§ DESCRIPTION OF THE TASK
Everything in the listing that follows should be reproduced exactly except the pictures.

§ DATA SUPPLIED
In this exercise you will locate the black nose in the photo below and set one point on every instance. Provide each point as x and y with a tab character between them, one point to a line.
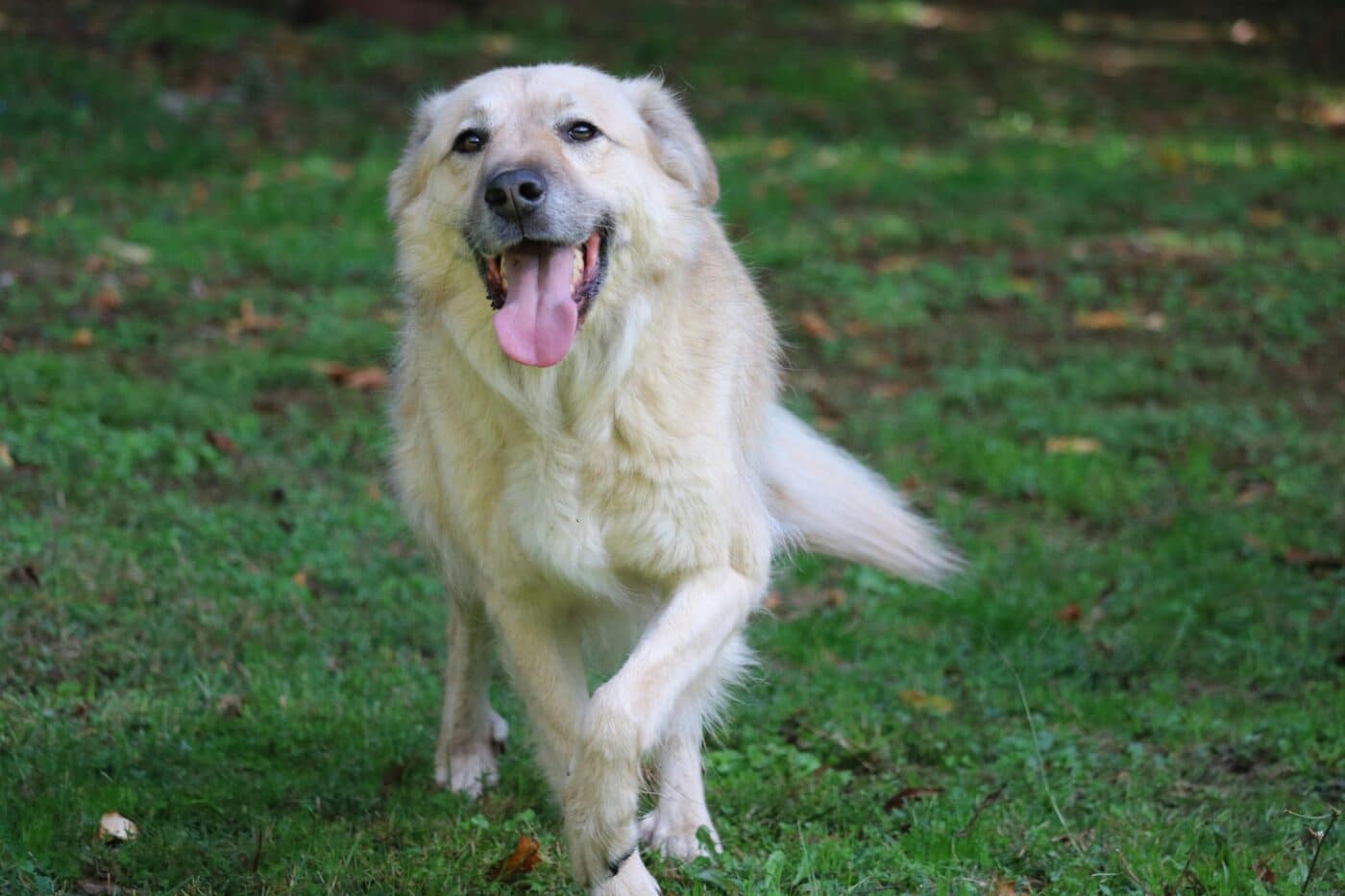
515	194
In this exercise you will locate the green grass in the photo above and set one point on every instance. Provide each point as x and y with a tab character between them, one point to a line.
1139	674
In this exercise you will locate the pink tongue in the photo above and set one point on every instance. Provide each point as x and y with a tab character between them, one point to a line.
538	321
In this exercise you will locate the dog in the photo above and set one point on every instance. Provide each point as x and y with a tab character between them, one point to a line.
591	446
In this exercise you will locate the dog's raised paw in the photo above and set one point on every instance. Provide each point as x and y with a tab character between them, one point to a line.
676	837
474	767
631	880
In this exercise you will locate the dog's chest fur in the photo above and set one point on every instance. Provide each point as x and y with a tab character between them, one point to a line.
577	485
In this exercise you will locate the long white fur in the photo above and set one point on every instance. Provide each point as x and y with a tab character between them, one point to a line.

§ OUTPUT FOR THIS TASK
In this exercise you will locate the black nose in the photo below and set one point on every instance. Provide each point as x and y with a tab character between them, one point to a line.
515	194
In this exercise you will locate the green grass in the photo above and set one point on every instance. Provide each point as x and y with a tab character between them, one point to a line.
1139	674
In this exercise you will locate the pink tongue in the photo above and set one point on every instance. Provide each point as x and y with a tab character between them, one point to a line.
538	321
In this exercise you will locate the dog in the photo above and set one point on every instance. Provide each point as x and y with a tab character between them, one point to a line.
591	446
In this exercise you will locate the dog's raised paw in the photo above and set one point on every instance. Provide each point as x and y with a tab character between them, one point to a line.
676	837
474	767
631	880
In this exercise you will locate the dog's chest fur in the photo above and set one point on every instance. Provide each point as x and y with a tab character between them, one point to a line.
577	485
In this exercise you will locate the long white fur in the photo above and set one point on every instance. Provide each point as x and y with a tab character between them, one point to a line.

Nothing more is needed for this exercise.